- WHAT THE TASK REQUIRES: Every entry below should be printed again exactly as it reads.

- EXCERPTED RECORDS:
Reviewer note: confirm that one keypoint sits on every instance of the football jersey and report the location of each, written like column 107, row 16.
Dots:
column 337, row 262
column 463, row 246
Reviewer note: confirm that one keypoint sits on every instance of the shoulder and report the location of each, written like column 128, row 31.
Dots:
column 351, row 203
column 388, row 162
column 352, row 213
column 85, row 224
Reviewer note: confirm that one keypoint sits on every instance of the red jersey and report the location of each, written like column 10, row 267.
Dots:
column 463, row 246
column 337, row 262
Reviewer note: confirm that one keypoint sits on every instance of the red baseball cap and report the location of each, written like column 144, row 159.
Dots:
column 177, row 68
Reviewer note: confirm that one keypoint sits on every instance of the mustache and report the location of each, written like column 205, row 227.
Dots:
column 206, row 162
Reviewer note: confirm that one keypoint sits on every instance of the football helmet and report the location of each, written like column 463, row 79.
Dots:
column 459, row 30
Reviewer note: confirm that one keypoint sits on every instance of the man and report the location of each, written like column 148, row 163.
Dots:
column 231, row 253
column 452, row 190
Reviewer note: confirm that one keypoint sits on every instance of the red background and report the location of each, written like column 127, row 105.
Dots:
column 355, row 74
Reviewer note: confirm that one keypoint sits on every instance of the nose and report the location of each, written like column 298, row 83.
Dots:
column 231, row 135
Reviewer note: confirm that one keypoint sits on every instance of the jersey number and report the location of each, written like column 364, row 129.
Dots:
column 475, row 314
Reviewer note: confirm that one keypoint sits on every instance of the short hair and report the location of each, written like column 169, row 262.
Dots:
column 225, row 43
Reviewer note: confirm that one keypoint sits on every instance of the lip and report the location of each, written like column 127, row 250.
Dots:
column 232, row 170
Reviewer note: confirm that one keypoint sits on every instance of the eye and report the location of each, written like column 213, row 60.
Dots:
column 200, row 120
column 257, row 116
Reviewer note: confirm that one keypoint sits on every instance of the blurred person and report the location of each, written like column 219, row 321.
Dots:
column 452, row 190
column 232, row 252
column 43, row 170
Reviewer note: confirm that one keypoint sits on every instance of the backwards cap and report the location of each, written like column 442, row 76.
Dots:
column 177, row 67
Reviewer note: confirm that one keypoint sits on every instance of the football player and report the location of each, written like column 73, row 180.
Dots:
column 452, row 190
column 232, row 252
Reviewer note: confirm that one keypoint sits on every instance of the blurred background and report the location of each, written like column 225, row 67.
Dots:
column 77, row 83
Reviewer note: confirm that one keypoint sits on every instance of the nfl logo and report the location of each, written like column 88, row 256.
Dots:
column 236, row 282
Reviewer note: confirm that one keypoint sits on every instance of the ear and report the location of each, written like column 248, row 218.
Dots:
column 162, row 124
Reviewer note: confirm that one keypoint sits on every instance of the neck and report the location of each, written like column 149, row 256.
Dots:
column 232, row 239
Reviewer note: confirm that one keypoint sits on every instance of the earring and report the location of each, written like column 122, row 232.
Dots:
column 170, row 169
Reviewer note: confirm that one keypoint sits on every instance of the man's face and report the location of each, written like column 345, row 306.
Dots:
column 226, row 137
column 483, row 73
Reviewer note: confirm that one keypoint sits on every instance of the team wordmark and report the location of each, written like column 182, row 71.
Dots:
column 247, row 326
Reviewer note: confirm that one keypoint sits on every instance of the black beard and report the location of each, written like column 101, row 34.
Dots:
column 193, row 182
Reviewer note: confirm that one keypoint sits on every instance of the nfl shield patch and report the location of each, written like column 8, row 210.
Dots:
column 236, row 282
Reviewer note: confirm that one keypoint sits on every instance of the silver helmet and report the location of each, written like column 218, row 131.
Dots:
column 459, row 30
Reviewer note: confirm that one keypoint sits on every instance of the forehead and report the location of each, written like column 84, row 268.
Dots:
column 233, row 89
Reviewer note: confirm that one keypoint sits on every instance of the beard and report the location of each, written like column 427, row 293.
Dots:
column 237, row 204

- SOLUTION:
Reviewer note: confirm that one keypoint sits on every instance of the football jersey and report the location of each, written like column 107, row 16.
Dots:
column 337, row 262
column 463, row 246
Reviewer note: confirm that one keypoint sits on every instance of the shoulder and report the location of each, written like column 128, row 31.
Dots:
column 351, row 203
column 388, row 162
column 352, row 213
column 85, row 224
Reviewer note: confirm that one keypoint sits on every instance of the red jersey and report the location of each, written like column 10, row 267.
Dots:
column 463, row 246
column 337, row 262
Reviewer note: confirm that one keypoint sits on every instance of the red baseball cap and report the location of each, written like column 144, row 159.
Dots:
column 177, row 68
Reviewer note: confirm that one keypoint sits on every instance of the mustache and report the location of each, written like column 205, row 227.
Dots:
column 206, row 162
Reviewer note: confirm that one keypoint sits on every instance of the football helmet and report the location of each, written like column 463, row 79.
Dots:
column 459, row 30
Reviewer note: confirm that one keypoint sits on every instance of the man and report the location of each, written like column 148, row 163.
Dots:
column 231, row 253
column 452, row 190
Reviewer note: confirm that one keypoint sits on every instance of the red background and report the location of each, written like column 127, row 105.
Dots:
column 355, row 74
Reviewer note: confirm that one keypoint sits on every instance of the nose and report the location of each, written like column 298, row 83.
Dots:
column 231, row 135
Reviewer note: confirm that one keypoint sits on every instance of the jersey number and report the location of each, written like column 364, row 129.
Dots:
column 475, row 314
Reviewer note: confirm that one keypoint sits on every instance of the short hair and report the location of each, written like column 169, row 262.
Dots:
column 225, row 43
Reviewer note: confirm that one keypoint sits on every instance of the lip and report the location of each, written like column 127, row 250.
Dots:
column 232, row 170
Reviewer note: confirm that one keypoint sits on every instance of the eye and report the location of each, written like column 213, row 60.
Dots:
column 200, row 120
column 257, row 116
Reviewer note: confirm that one keypoint sits on every instance of the blurred person and report the location of each, written like column 219, row 321.
Dots:
column 452, row 190
column 232, row 252
column 43, row 170
Reviewer note: confirm that one keypoint sits on every instance of the backwards cap and report the location of each, written like column 442, row 76.
Dots:
column 177, row 67
Reviewer note: confirm that one keypoint sits on every instance of the football player and report the location of each, written like column 73, row 180.
Dots:
column 452, row 190
column 232, row 252
Reviewer note: confirm that one keypoint sits on every instance of the blurred background and report the location of each, written like column 225, row 67.
Dots:
column 77, row 83
Reviewer note: confirm that one keypoint sits on every instance of the nfl logo and report the location of each, written like column 88, row 256.
Dots:
column 236, row 282
Reviewer note: confirm that one keypoint sits on every instance of the ear and report the location of each, written like column 248, row 218.
Dots:
column 162, row 124
Reviewer note: confirm that one keypoint sits on every instance of the neck and report the location of each, written like column 149, row 256.
Dots:
column 232, row 239
Reviewer note: confirm that one keypoint sits on every instance of the earring and report the location of each, written like column 122, row 232.
Dots:
column 170, row 169
Reviewer note: confirm that one keypoint sits on every instance of the man's face and report the location of each, written like column 345, row 306.
Dots:
column 226, row 137
column 483, row 73
Reviewer note: confirm that one keypoint sits on every instance of the team wordmark and report the location of each, written like column 182, row 71.
Dots:
column 247, row 326
Reviewer note: confirm that one keypoint sits on every instance of the black beard and report the location of each, written like column 101, row 34.
Dots:
column 193, row 182
Reviewer note: confirm that one keypoint sits on every instance of the nfl shield patch and report the location of each, written like column 8, row 210.
Dots:
column 236, row 282
Reviewer note: confirm that one keypoint sits on every instance of the silver helmet and report the location of each, written like column 218, row 131.
Dots:
column 459, row 30
Reviewer note: confirm that one keypoint sits on every instance of the forehead and report the location of each, written like column 84, row 268.
Dots:
column 233, row 89
Reviewer note: confirm that one keypoint sits on every instance of the beard and report the location of each, written like column 427, row 293.
Dots:
column 237, row 204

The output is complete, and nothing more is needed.